• _Page_
>>>
Fed consent order lifted on 1st National;
 CEO cites strength

Following the transformation of its lending culture and practices, First National Bank of the Rockies defied critics and emerged from federal scrutiny July 25 with a clean bill of health and stronger than ever, bank President, Chairman and CEO Pete Waller announced this week.

News the bank is free from the federal consent order it agreed to in November 2009 came nearly 30 days late at the request of the Office of the Comptroller of the Currency, the agency that executed the order, Waller said.

The OCC scrutinized the bank for nearly four years as it developed and implemented plans to increase liquidity and strengthen loan loss reserves, he said.

The bank’s capital is now well above peer group numbers, with total risk-based capital as of June 30 at 19.05 percent. The regulatory requirement to meet the definition of “well capitalized,” the highest category, is 10 percent, Waller said. 

Another measure of financial health, the bank’s tier 1 leverage capital, was 10.10 percent as of June 30, well above the 6 percent regulatory threshold to be considered “well capitalized,” he said.

“There’s a lot of misinformation about the banking business out there and we want to clearly communicate the facts about the regulatory issues we faced and the financial strength of FNBR,” Waller said.

Regulators also looked at liquidity as a measure of the bank’s financial strength and First National Bank of the Rockies’ loan-to-deposit ratio compares favorably at 42.97 percent with the bank’s peer group at 74.85 percent, he said. 

“Our investment portfolio consists of highly liquid investment-grade securities. That points to the fact that FNBR’s liquidity is very strong,” Waller said.

“There were rumors going through the community, some of it led by some of our competitors, I’m sorry to say, that the bank was going to fail,” he said. “We knew that that was not going to be the case. We knew we had the capital support from the ownership and we knew we had the management expertise to do the job at hand so we just rolled up our sleeves and got to work and totally changed the lending culture of our institution.”
<<<
• _Stated task_
Copy the bank news story from "News the bank" to "order, Waller said.", substituting "a month" for "30 days".

• _Entries_
>>>
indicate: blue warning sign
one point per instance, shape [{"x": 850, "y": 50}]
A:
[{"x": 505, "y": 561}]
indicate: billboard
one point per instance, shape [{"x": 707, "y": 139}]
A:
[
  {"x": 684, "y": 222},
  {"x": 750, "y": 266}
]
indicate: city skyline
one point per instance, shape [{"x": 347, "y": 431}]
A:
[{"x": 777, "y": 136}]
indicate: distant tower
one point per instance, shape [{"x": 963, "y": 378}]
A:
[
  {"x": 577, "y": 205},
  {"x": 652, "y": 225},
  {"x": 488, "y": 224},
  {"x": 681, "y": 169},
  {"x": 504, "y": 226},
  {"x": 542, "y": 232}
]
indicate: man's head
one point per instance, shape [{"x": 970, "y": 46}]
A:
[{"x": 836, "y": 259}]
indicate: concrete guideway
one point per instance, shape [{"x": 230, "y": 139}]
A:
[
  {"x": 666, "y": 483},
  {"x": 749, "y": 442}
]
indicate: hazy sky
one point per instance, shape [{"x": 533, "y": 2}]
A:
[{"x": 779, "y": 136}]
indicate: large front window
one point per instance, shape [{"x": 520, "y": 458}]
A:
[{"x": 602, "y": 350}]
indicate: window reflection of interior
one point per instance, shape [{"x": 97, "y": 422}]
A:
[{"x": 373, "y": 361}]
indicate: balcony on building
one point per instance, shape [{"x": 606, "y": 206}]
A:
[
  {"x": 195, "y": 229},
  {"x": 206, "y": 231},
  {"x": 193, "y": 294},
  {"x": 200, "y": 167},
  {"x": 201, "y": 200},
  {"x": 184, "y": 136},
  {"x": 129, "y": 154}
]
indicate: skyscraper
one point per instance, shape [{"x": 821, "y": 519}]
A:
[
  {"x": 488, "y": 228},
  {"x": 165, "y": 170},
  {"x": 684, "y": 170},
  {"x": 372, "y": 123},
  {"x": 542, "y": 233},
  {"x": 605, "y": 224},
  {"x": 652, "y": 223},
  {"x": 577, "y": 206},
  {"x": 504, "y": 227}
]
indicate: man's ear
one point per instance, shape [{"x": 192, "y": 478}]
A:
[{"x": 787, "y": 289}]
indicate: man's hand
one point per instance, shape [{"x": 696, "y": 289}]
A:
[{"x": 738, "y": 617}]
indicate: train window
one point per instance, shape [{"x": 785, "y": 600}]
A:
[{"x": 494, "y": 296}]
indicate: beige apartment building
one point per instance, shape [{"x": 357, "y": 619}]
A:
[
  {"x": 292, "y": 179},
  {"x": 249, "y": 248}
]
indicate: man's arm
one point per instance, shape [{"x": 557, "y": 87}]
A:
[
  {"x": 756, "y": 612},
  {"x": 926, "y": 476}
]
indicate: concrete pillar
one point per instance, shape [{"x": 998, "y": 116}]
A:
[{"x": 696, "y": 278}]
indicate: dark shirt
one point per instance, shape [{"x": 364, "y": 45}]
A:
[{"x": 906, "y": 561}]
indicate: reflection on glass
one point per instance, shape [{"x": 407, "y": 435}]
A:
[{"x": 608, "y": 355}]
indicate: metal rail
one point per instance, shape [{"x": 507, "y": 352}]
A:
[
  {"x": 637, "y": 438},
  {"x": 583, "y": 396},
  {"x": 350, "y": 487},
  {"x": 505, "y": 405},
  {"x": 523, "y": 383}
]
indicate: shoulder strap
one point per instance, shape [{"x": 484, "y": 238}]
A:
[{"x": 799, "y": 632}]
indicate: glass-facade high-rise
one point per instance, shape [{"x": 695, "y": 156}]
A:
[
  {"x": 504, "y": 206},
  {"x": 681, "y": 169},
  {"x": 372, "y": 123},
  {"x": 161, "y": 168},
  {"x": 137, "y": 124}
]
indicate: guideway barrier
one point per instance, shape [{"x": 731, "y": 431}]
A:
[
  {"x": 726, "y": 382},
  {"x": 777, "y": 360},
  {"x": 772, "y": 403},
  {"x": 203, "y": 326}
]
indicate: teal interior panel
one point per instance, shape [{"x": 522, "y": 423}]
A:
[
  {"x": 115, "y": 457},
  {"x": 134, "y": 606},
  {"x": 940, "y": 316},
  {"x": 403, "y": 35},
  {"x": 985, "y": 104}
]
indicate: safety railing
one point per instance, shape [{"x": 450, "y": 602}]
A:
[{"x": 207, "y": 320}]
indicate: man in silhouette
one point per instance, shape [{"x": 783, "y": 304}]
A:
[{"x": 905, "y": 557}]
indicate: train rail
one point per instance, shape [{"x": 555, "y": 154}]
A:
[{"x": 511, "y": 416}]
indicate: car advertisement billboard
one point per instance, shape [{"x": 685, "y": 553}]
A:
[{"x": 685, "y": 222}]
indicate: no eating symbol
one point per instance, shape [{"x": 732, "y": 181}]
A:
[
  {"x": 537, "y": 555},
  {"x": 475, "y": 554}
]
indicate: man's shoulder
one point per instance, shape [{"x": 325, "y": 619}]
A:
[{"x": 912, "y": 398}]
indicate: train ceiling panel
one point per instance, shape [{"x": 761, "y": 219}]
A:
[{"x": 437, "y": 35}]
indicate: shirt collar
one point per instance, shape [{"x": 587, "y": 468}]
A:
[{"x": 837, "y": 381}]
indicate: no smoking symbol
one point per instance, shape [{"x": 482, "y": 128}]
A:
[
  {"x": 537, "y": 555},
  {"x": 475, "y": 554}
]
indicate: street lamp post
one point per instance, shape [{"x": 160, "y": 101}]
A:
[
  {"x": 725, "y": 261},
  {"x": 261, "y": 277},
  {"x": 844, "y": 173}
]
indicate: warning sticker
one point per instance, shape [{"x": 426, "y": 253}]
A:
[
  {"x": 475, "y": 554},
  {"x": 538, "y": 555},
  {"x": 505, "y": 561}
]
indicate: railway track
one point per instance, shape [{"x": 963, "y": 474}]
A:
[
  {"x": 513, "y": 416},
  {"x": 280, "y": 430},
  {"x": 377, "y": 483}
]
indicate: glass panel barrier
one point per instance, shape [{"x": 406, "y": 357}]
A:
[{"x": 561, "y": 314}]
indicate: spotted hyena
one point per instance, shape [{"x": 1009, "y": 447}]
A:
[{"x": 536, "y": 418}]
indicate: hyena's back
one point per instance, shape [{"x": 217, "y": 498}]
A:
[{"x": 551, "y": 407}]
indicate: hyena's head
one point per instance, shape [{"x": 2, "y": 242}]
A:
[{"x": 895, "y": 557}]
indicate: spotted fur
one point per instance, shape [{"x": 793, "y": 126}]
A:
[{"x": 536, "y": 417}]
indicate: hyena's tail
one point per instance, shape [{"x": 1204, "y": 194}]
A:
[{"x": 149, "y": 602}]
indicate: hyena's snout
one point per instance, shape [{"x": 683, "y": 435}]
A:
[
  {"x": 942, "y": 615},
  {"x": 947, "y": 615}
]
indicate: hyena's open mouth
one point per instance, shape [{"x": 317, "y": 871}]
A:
<<<
• _Response to the exercise_
News the bank is free from the federal consent order it agreed to in November 2009 came nearly a month late at the request of the Office of the Comptroller of the Currency, the agency that executed the order, Waller said.